═══ READING PASSAGE

Jerry is a mouse that never talks.
But what is fascinating is that Mickey, he's also a mouse and he can just talk for hours on any subject.
Yeah, yeah, like Pluto, for instance.
I mean, this guy's a dog.
He wears a dog collar and lives in a doghouse.
Yet Goofy, who's also a dog drives a car, plays golf and lives in a condo.
That is exactly what I was talking about.
You know what? You two are actually perfect for each other.
I'm sorry I tried to pick you up.
I'll be right over here.
Lis, would you like to go out for pizza sometime? I'd love to go out with you just as soon as class is over.
- Class is over.
BECKY: Snack time.
All right, here's a little snack for you.
Whoa, watch out, guys.
It's feeding time.
Mm! Mm! Honey, you know what I just got a craving for? A nice slice of seedless watermelon.
- Doesn't that sound good? - Oh, yeah.
- Yeah, really good.
- Watermelon's out of season right now.
I'd probably have to go to Mexico to get it.
Well, you've got a car.
[CHUCKLING.]
Do you believe this, guys? She'd send me to Mexico to get her seedless watermelon.
- I mean, do you believe this? - I know.
[ALL SPEAKING INDISTINCTLY.]
Well, wait a minute, wait a minute.
We shouldn't have to send them.
They should be happy to go.
- Yeah.
- Right.
Yeah.
Ho-ho-hold it, baby boomers.

══════
═══ DATA RECORDS

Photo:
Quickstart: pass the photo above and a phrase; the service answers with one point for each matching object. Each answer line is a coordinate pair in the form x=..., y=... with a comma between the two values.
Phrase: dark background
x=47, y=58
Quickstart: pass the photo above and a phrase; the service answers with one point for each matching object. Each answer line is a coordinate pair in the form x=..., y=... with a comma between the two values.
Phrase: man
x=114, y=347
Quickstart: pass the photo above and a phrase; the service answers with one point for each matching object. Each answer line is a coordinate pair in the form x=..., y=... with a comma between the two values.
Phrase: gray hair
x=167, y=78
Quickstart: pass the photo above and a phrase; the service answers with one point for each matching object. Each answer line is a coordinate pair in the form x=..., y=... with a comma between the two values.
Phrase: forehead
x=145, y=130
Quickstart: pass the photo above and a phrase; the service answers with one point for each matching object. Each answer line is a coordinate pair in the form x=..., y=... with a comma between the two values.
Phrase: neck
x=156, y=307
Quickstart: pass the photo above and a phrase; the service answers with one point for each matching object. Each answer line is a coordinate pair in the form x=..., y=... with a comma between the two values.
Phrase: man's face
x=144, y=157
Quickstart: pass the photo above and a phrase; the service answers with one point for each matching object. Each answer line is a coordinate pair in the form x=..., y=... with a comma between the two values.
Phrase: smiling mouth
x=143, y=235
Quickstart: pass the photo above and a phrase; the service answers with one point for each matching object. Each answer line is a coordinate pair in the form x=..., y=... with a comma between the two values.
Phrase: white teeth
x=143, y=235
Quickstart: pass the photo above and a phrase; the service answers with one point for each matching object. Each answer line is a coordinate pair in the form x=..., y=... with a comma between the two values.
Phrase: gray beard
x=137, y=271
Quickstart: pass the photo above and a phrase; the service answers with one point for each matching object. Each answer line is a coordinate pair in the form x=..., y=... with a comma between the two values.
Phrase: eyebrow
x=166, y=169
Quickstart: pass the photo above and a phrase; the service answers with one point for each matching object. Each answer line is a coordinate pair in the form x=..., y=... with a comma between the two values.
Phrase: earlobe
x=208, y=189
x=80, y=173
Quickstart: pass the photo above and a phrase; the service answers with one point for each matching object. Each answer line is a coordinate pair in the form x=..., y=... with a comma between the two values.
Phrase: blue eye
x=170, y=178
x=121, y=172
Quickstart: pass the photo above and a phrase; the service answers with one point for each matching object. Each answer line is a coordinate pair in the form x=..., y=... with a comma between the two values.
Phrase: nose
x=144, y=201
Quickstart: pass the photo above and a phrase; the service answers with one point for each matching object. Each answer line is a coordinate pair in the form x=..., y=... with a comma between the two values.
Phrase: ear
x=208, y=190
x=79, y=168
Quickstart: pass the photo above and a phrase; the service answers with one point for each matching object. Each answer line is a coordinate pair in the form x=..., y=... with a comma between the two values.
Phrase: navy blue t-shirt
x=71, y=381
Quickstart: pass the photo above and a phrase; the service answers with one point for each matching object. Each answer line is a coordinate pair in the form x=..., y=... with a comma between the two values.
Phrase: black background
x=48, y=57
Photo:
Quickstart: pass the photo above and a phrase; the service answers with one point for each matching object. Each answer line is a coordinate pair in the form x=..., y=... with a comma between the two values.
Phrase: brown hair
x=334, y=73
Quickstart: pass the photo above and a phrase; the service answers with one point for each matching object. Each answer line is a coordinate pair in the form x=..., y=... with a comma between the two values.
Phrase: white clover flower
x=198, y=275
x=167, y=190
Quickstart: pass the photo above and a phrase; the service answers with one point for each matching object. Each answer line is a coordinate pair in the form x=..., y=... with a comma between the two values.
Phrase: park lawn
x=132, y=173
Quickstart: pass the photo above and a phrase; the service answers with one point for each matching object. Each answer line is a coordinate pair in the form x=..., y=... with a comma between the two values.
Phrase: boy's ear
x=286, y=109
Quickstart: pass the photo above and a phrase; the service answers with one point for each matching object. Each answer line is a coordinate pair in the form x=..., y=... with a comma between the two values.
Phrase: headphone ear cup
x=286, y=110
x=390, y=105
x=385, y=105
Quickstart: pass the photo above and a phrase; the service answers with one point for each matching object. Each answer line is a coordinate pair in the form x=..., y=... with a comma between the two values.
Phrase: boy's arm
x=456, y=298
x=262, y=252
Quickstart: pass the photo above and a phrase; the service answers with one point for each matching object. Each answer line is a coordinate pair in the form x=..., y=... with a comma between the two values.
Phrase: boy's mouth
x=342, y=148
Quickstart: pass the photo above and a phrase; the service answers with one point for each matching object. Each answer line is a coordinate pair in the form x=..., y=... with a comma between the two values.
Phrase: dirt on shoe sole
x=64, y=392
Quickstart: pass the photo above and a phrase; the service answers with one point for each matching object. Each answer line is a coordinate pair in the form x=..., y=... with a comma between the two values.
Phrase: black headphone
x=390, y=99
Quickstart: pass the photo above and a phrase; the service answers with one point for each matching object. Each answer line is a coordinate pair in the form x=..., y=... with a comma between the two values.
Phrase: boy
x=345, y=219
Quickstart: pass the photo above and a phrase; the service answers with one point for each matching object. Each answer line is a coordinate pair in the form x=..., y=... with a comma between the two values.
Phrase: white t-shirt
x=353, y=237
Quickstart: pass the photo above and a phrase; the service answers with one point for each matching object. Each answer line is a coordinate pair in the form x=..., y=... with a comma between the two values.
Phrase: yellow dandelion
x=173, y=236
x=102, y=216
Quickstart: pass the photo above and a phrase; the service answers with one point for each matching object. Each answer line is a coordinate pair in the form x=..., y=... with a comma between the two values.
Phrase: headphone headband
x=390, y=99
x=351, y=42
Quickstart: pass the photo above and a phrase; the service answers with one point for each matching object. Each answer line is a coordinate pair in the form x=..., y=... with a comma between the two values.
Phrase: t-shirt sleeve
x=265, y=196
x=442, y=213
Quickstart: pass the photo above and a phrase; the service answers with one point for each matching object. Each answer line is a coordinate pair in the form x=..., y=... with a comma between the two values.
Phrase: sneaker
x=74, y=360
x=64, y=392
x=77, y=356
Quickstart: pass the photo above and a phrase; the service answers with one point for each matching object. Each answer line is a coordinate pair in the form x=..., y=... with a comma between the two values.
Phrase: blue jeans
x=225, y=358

══════

> [YOUR TASK] Repeat the part of the transcript starting with "Yeah, yeah, like" and going on through "in a condo.". Rely only on the transcript.

> [TASK RESPONSE]
Yeah, yeah, like Pluto, for instance.
I mean, this guy's a dog.
He wears a dog collar and lives in a doghouse.
Yet Goofy, who's also a dog drives a car, plays golf and lives in a condo.